* Task to complete
Report how many lines in the listing below contain the string "cloud", matching case exactly. Give only the number.

Dataset rows
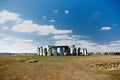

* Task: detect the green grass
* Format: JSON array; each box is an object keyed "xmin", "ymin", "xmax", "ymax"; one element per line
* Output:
[{"xmin": 0, "ymin": 55, "xmax": 120, "ymax": 80}]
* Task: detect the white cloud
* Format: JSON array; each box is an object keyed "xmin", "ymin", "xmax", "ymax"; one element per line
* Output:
[
  {"xmin": 52, "ymin": 29, "xmax": 72, "ymax": 34},
  {"xmin": 54, "ymin": 9, "xmax": 58, "ymax": 14},
  {"xmin": 65, "ymin": 10, "xmax": 70, "ymax": 14},
  {"xmin": 0, "ymin": 34, "xmax": 36, "ymax": 53},
  {"xmin": 12, "ymin": 20, "xmax": 71, "ymax": 35},
  {"xmin": 52, "ymin": 34, "xmax": 89, "ymax": 40},
  {"xmin": 42, "ymin": 16, "xmax": 47, "ymax": 19},
  {"xmin": 1, "ymin": 26, "xmax": 10, "ymax": 30},
  {"xmin": 100, "ymin": 27, "xmax": 112, "ymax": 31},
  {"xmin": 0, "ymin": 10, "xmax": 21, "ymax": 24},
  {"xmin": 0, "ymin": 10, "xmax": 120, "ymax": 53},
  {"xmin": 49, "ymin": 19, "xmax": 55, "ymax": 23}
]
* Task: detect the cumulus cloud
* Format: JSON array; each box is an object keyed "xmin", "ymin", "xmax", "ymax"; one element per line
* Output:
[
  {"xmin": 0, "ymin": 34, "xmax": 36, "ymax": 53},
  {"xmin": 65, "ymin": 10, "xmax": 70, "ymax": 14},
  {"xmin": 0, "ymin": 10, "xmax": 120, "ymax": 53},
  {"xmin": 100, "ymin": 27, "xmax": 112, "ymax": 31},
  {"xmin": 0, "ymin": 10, "xmax": 21, "ymax": 24}
]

* Exercise answer
2